** Written task **
Count the lines in the material below that contain the string "blonde", treating uppercase and lowercase as different, and reply with only the number.

** Input **
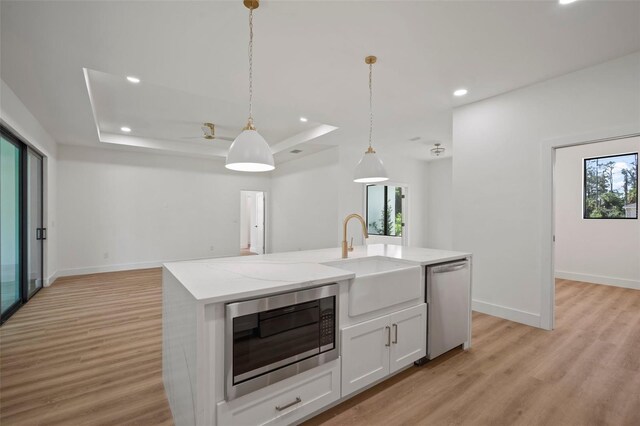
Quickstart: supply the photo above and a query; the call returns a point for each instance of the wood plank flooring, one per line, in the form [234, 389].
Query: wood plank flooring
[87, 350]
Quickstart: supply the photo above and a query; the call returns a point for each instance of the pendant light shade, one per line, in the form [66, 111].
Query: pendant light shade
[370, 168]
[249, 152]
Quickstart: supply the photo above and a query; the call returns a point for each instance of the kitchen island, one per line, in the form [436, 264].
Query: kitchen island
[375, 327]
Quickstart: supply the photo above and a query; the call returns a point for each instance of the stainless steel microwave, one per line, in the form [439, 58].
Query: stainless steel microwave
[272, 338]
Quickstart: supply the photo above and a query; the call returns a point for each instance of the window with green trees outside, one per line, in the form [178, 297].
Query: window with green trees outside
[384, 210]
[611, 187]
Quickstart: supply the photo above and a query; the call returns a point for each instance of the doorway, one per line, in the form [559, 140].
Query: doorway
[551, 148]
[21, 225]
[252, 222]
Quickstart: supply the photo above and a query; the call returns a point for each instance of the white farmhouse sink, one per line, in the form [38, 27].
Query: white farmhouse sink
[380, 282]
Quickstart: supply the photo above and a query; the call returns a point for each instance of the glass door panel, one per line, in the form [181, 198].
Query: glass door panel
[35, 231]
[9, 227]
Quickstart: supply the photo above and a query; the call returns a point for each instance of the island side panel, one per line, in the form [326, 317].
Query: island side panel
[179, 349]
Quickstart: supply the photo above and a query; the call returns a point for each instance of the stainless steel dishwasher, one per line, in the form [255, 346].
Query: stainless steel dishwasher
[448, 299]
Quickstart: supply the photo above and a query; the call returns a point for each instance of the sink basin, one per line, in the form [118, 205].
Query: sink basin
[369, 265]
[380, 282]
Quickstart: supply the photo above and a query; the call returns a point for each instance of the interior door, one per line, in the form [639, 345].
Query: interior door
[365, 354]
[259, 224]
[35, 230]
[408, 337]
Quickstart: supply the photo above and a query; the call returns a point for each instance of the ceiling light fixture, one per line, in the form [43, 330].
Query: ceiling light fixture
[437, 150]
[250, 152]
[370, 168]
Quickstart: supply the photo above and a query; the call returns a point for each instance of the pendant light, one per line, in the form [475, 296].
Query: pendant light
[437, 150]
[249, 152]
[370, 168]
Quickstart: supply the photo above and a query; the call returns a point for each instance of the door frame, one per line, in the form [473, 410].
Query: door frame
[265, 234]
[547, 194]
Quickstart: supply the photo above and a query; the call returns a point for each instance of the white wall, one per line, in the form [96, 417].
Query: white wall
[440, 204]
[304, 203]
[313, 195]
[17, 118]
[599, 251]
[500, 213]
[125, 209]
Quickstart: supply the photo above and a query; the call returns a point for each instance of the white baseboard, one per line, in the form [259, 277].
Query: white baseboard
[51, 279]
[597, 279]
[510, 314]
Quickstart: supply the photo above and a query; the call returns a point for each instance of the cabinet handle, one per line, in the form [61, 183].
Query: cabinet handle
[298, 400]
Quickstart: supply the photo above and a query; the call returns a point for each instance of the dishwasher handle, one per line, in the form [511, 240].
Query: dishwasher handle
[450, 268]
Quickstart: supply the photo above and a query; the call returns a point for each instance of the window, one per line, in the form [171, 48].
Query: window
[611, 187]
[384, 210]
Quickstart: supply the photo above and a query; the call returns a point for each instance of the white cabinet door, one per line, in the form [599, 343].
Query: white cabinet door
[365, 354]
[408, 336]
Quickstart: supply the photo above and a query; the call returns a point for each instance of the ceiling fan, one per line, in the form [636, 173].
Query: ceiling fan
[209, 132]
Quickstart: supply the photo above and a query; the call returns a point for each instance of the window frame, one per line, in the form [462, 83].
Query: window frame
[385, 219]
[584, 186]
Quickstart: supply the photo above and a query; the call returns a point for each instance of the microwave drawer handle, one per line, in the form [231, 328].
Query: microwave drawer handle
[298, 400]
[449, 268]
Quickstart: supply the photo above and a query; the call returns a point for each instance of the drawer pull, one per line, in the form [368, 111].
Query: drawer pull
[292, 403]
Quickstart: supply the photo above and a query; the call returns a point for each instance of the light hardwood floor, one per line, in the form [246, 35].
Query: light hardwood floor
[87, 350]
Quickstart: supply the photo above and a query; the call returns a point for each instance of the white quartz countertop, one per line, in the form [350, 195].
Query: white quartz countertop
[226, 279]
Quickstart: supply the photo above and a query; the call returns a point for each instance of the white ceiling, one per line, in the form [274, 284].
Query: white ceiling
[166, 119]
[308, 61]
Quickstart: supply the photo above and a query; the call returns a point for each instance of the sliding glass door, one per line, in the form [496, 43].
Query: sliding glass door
--
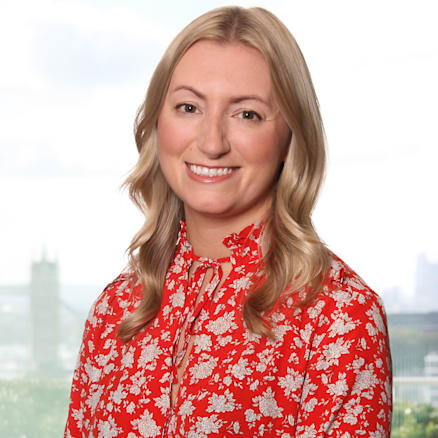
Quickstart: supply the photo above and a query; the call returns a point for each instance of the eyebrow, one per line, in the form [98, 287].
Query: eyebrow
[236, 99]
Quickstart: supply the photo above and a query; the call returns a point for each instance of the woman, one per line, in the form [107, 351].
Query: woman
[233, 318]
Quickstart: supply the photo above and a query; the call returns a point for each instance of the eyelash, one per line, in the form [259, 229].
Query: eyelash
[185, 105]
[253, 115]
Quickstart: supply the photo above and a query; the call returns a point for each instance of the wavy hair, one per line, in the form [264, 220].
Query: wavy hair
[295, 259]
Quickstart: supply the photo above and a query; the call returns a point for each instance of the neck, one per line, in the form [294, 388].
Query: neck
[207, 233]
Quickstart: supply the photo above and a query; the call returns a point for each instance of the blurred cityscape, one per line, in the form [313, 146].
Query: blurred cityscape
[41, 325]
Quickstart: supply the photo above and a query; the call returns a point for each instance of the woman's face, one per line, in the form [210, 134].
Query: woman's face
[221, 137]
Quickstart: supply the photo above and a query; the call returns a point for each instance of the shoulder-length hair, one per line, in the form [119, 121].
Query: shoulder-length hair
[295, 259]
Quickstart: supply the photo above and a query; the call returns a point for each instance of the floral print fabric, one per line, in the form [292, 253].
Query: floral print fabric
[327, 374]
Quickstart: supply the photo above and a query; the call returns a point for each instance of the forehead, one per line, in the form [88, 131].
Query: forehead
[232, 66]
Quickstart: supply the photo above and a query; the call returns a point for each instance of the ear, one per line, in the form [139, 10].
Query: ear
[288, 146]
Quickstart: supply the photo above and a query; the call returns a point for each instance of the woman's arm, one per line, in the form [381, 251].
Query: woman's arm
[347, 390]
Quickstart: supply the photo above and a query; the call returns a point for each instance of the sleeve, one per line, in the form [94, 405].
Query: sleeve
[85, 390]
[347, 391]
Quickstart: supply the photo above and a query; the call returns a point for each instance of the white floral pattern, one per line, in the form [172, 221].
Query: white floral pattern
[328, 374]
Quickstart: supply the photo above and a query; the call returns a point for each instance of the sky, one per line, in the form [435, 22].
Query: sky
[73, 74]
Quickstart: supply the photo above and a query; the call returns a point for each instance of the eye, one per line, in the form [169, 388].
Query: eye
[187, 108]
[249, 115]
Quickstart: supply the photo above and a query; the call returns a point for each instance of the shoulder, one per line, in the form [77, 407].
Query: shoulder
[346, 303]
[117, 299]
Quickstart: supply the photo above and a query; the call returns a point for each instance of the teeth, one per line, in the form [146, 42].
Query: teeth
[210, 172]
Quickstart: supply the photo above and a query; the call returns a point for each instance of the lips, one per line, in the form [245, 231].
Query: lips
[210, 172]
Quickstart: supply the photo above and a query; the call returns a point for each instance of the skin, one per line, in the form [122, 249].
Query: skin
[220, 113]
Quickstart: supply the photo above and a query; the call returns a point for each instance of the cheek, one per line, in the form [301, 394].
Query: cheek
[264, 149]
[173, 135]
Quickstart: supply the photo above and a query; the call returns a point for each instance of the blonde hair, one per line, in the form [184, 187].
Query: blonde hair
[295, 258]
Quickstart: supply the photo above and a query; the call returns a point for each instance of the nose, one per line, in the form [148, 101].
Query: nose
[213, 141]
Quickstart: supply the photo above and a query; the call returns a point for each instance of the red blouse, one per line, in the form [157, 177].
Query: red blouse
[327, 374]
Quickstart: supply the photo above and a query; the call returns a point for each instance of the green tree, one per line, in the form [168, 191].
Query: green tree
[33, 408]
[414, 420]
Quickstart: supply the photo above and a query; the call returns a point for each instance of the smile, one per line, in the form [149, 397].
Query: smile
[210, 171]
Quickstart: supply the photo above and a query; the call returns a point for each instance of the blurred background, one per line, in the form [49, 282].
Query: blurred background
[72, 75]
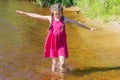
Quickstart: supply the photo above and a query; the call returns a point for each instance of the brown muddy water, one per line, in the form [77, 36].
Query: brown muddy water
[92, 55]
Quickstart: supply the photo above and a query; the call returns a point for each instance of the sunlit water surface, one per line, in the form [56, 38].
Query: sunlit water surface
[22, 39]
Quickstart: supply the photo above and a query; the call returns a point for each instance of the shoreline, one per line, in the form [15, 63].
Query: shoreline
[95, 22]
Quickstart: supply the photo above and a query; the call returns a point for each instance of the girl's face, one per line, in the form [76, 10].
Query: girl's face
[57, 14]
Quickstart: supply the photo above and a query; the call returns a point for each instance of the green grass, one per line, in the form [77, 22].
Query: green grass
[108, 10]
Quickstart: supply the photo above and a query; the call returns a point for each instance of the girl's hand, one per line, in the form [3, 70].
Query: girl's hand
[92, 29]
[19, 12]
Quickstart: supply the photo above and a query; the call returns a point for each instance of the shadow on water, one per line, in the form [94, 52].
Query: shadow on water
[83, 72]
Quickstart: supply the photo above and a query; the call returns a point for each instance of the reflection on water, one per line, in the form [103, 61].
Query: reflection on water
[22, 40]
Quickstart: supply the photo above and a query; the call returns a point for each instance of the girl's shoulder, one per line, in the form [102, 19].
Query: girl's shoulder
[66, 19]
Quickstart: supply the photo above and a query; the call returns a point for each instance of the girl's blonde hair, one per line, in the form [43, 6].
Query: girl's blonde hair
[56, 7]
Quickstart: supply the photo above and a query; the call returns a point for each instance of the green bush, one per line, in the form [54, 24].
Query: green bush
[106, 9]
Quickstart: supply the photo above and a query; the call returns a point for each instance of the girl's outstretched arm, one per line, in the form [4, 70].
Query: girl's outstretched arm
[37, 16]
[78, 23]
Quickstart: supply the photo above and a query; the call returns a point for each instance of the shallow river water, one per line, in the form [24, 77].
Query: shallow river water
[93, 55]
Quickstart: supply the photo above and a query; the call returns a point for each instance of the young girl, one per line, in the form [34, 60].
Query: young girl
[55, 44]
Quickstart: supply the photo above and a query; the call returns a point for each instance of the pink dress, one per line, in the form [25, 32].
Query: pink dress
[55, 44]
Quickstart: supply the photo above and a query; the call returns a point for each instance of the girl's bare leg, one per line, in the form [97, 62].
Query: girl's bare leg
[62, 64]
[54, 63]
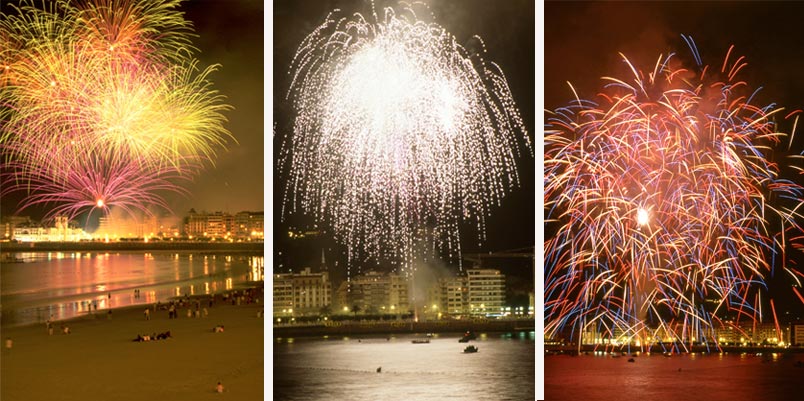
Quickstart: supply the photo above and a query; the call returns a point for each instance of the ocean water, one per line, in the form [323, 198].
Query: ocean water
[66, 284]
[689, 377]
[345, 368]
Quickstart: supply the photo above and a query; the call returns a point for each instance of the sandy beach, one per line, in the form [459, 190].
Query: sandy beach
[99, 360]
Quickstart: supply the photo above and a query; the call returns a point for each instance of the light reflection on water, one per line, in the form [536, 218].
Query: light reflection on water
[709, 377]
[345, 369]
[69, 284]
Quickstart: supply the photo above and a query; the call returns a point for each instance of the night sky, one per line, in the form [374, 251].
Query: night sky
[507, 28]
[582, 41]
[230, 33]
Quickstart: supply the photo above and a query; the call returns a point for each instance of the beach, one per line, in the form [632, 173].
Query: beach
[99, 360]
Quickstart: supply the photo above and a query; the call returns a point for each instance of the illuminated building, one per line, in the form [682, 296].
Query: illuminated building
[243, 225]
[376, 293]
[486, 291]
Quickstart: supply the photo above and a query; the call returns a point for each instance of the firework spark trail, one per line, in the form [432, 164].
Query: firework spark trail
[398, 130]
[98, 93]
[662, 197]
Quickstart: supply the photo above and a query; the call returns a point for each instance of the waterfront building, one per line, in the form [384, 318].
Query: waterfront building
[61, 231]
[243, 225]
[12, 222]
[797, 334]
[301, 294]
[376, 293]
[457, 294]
--
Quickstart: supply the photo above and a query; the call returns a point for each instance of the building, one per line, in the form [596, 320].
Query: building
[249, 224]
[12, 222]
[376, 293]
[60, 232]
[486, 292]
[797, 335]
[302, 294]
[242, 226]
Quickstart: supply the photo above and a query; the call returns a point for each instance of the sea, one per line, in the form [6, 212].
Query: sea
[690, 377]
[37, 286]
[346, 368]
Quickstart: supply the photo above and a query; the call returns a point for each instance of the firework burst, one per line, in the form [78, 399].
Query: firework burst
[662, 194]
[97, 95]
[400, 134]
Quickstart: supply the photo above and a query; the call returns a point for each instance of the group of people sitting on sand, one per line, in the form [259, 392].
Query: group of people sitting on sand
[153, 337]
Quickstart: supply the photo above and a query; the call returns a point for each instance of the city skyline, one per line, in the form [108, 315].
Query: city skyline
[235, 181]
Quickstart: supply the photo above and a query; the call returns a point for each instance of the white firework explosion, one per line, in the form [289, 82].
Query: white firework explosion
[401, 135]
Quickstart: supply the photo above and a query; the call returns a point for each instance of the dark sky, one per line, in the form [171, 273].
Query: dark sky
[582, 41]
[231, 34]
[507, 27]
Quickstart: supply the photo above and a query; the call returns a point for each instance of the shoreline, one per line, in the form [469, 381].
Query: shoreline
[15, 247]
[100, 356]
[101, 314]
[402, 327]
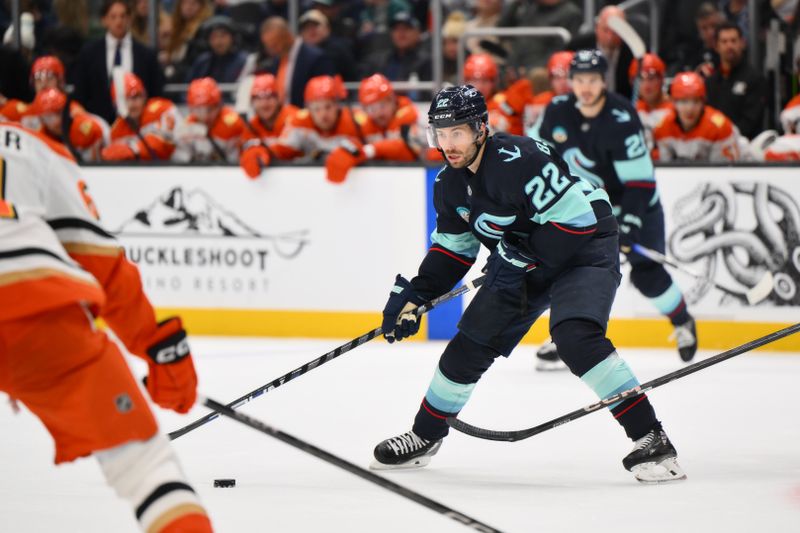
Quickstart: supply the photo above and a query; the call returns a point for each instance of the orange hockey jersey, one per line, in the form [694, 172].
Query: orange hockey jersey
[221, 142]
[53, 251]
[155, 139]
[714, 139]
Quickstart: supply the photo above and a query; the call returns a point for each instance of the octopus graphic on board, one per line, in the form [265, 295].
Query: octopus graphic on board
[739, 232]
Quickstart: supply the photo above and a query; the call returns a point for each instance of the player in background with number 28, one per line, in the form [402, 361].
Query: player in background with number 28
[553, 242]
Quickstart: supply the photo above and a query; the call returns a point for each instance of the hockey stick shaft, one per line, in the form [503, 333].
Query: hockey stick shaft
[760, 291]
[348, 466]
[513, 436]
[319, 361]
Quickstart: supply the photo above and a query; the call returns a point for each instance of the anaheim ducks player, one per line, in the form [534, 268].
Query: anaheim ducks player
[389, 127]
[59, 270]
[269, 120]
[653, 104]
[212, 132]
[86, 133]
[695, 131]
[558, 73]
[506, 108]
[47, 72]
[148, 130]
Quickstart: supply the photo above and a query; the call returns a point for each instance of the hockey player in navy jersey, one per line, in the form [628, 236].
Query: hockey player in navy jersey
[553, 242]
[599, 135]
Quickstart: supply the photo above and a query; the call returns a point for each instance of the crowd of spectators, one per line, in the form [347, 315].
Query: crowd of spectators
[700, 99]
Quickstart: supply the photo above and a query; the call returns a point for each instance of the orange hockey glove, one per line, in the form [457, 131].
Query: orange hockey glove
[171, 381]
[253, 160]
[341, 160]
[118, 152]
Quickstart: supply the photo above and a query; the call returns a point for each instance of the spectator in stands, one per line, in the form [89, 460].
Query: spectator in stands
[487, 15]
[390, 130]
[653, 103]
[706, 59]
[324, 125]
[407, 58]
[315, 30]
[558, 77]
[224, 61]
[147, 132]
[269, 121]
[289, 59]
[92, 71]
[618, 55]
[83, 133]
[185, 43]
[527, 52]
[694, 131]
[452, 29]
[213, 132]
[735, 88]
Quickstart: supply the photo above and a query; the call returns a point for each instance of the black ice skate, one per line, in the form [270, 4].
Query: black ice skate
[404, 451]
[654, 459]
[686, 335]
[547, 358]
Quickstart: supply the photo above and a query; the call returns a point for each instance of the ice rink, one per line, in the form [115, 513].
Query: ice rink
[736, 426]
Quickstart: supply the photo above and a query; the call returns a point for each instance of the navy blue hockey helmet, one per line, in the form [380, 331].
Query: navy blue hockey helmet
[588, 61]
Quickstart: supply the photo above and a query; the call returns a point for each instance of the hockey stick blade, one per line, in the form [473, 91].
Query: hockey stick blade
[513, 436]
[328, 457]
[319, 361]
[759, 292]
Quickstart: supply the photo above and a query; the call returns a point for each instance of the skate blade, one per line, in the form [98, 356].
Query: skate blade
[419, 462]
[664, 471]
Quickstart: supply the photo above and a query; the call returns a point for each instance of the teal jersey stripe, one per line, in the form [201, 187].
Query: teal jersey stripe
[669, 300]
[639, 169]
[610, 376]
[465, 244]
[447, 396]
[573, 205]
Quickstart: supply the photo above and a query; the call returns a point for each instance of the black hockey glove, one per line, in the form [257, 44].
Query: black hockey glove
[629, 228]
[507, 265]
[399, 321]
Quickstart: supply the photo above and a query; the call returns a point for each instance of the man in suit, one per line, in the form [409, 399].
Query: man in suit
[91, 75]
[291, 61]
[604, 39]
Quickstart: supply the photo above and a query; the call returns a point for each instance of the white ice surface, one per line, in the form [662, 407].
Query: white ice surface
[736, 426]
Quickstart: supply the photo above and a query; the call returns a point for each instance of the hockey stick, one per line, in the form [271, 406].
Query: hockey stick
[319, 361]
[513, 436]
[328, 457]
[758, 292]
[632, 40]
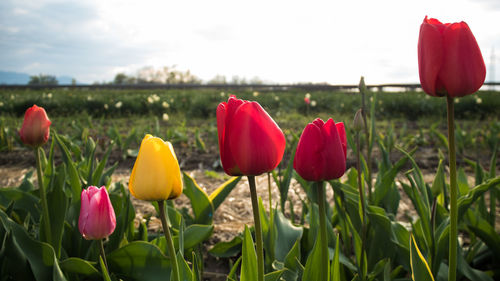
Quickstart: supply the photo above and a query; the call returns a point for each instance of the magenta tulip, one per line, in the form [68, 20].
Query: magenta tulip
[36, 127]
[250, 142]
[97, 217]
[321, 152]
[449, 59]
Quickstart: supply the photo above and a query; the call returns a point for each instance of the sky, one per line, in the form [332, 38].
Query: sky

** Exercise answer **
4